Copy every line of the data below word for word, changing nothing.

>> START

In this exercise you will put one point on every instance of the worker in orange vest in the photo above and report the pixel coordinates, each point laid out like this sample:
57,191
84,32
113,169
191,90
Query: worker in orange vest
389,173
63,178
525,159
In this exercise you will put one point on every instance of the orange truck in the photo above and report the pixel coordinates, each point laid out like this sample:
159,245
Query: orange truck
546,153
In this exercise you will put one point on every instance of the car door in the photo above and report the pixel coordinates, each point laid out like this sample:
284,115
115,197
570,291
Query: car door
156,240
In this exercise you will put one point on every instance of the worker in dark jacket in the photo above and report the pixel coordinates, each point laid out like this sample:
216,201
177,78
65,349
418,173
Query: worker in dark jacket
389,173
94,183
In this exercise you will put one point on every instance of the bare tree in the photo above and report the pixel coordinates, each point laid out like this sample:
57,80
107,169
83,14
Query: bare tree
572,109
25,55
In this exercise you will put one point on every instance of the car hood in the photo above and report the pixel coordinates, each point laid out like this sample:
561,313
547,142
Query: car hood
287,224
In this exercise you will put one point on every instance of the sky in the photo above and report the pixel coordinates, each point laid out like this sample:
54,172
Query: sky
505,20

>> END

TASK RESPONSE:
In this exercise you will put one point on every instance of the worker in orange vest in the photo above and report the pixel coordinates, each point laid out like this sample:
57,191
84,32
113,169
191,90
Query: worker in orange vest
389,173
63,178
525,159
In this exercise you will put one point on every instance of the orange truck in the photo above and report the pixel coordinates, each point laid out like this sample:
159,245
Query: orange truck
546,153
In this exercise you will put one point on every instance of the car door in the photo above and report the pixel coordinates, each point laid out like this sample:
284,115
115,197
570,291
Query: car door
156,240
In this exercise you will put one point on every instance of the worker in dark jacket in the photo above and report the pixel coordinates, each point laid out like this sample:
216,201
177,78
65,349
418,173
Query: worker in dark jacket
389,173
94,183
In this exercise you will put one point on every instance of the bare tree in the photo above and report the pixel coordinates, each point laid out like this sample:
57,80
107,169
83,14
Query: bare tree
572,109
25,55
In this exercise you will put one point on every instance of the car hood in the photo above and report the pixel coordinates, each point laid out like this sample:
561,313
547,142
Query: car hood
287,224
In this exercise you will put one point on every instance of the sky in the photo above and report the pixel coordinates, each point laid out like this sample:
54,172
Query: sky
505,20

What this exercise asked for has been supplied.